__To be done__. How many lines of the items that follow contain the word "below"? Give only the number.

(Data records)
****

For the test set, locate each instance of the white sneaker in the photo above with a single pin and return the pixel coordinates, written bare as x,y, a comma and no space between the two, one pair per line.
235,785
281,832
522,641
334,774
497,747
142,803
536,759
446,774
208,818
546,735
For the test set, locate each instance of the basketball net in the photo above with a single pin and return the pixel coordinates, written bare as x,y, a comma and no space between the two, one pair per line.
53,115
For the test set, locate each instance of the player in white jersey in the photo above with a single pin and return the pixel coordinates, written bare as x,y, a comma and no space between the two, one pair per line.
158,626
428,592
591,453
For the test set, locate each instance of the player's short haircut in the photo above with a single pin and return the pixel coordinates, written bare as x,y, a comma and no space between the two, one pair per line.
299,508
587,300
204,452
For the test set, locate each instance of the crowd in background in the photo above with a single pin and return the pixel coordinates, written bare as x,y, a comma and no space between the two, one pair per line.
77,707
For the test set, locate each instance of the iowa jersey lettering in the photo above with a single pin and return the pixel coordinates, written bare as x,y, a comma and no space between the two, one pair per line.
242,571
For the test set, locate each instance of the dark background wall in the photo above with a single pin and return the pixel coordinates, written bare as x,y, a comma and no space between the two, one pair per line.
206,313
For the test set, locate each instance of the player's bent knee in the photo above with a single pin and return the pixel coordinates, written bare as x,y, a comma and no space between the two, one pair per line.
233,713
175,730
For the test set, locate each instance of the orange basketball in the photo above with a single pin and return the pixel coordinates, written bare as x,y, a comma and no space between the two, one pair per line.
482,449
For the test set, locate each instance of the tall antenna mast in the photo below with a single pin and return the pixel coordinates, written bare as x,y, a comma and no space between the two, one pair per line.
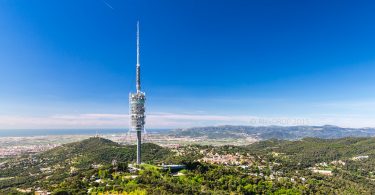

****

__Written answer__. 1